Tax Update provides you with a round-up of the latest tax developments. Covering matters relevant to individuals, trusts, estates and businesses, it keeps you up-to-date with tax issues that may impact you or your business. If you would like to discuss any aspect in more detail, please speak to your usual Smith & Williamson contact. Alternatively, Ami Jack can introduce you to relevant specialist tax advisors within our firm.
1.1 HMRC Chief Executive to step down
Sir Jonathan Thompson will step down as Chief Executive of HMRC in Autumn 2019. Sir Jonathan will take on the role of Chief Executive of the Financial Reporting Council as it transitions into a new audit regulator. He has served as Chief Executive of HMRC and First Permanent Secretary since April 2016. The Government has not yet announced his replacement.
We wish him well in his new appointment.
1.2 Scottish income tax revenue increases, but falls far short of forecast
Figures published on income tax revenue from Scottish taxpayers for 2017-18 show an increase of 1.8% on 2016-17, but were £941m short of the budgeted amount. The number of Scottish taxpayers fell slightly.
HMRC has published a report on Scottish income tax for 2017-18. The key findings were that, although revenue rose by 1.8% from 2016-17, there was a shortfall of £941m from the budgeted amount. £204m of this will be taken from the Scottish Budget.
The overall number of Scottish taxpayers has fallen, but the numbers in the higher and additional rate bands of income tax has increased slightly.

- [WHAT IS REQUIRED]:
State, according to the tax update, how far Scottish income tax revenue for 2017-18 fell short of the budgeted amount.

- [INFORMATION SUPPLIED]:
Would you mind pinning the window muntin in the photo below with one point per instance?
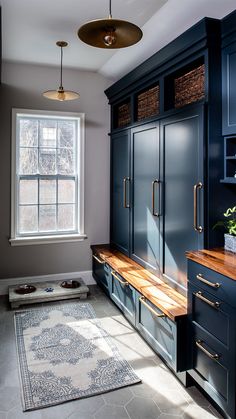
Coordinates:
(48, 188)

- [FINISHED ANSWER]:
£941m short of the budgeted amount.